Le débat : Si l’on donnait à l’enfant sa langue maternelle à l’école? Certains ont émis des réserves, mais le projet s’est concrétisé depuis la rentrée 2012 en Std I dans toutes les écoles du pays. Plusieurs universitaires, dont la responsable du Mauritian Kreol Unit (rattachée à la faculté de lettres du MIE) et Associate Professor, Nita Rughoonundun-Chellapermal, y voient un outil pour l’enfant afin de se développer et grandir. Un chemin qui s’ouvre pour mieux voir ce que cela va entraîner comme différences dans les comportement des enfants. Visionnaires ?
Pour donner à l’enfant plus de poids, c’est la première fois que le Kreol Morisien est enseigné dans les écoles primaires comme une matière optionnelle (mais pas comme les autres matières optionnelles déjà offertes). « Là, on entre dans le patrimoine vivant, dans la société. Pour la première fois, la langue de l’enfant devient un outil pour se dire, pour penser, pour apprendre le monde… », déclare Nita Rughoonundun, ancienne chef de département du français au MIE. Elle appelle de tous ses voeux pour que le kreol soit à long terme offert à tous les enfants dans un créneau spécifique. Ce qui demanderait, bien sûr, un réaménagement des choses. Nita a soutenu un doctorat en Sciences de l’Education et a étudié les stratégies que les enfants mettent en place pour apprendre à lire et à écrire (en langues étrangères) dans un contexte plurilingue. Dans le cercle universitaire, le travail sur le kreol n’est pas nouveau. Au Mauritius Institute of Education MIE) on se penche sur les questions pédagogiques concernant le français et le kreol depuis bien longtemps. Ce n’est qu’à partir du 5 septembre 2011 que la Kreol Unit a eu une plus grande visibilité avec la nomination de Nita Rughoonundun comme « Acting Head of The Kreol Morisien Unit ». Mais le travail a commencé bien avant avec des ateliers de formation (Latelier formasion pou formater dans kad lintrodiksion kreol Morisien dan lekol, juillet 2011) et l’élaboration du matériel éducatif composé d’un cahier d’activités pour l’élève et le cahier guide correspondant pour l’enseignant. Le cahier d’activités est le fruit du travail de Nita, Bruno Jean-François, Nicholas Natchoo et Daniella Bastien sans oublier le travail accompli par la « Grapic section » pour la réalisation finale. D’autres projets sont en cours, notamment le deuxième volet du cahier et un livre de mots. Pour cela, la Kreol Unit sera renforcée par des personnes ressources comme Shameem Oozarelly et Mivenn Tirouvengadum.
La Kreol Unit
Environ 80 enseignants ont suivi une formation qui comprend six modules de juillet à novembre 2011. Ces modules comprennent, entre autres, les finalités et les objectifs : pourquoi introduire le kreol à l’école et ce qu’il peut apporter au système éducatif; la familiarisation avec les ressources documentaires et culturelles qui existent (livres, chansons). Les enseignants qui se sont intéressés à l’enseignement du kreol ont été affectés par le ministère de tutelle dans les écoles à travers l’île — là où il existe au moins 5 élèves dont les parents ont manifesté un intérêt pour que leur enfant apprenne le kreol. Un enseignant va dans au moins trois écoles pour 50 minutes de cours.

Données fournies
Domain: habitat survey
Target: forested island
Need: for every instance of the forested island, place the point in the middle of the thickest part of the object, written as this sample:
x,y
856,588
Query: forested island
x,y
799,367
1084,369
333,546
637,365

Série d'exercices
(1) Répondez brièvement à ces questions sur le texte consacré au kreol à l'école :
(a) Depuis quelle rentrée le projet s'est-il concrétisé en Std I ?
(b) À quelle date Nita Rughoonundun a-t-elle été nommée « Acting Head of The Kreol Morisien Unit » ?
(c) Combien d'enseignants, environ, ont suivi la formation ?
(2) Recopiez mot pour mot toutes les lignes de la liste, de « Domain: habitat survey » jusqu'à la dernière.
Le texte et la liste sont deux documents indépendants l'un de l'autre.

Résultats attendus
(1)
(a) Depuis la rentrée 2012.
(b) Le 5 septembre 2011.
(c) Environ 80 enseignants.

(2)
Domain: habitat survey
Target: forested island
Need: for every instance of the forested island, place the point in the middle of the thickest part of the object, written as this sample:
x,y
856,588
Query: forested island
x,y
799,367
1084,369
333,546
637,365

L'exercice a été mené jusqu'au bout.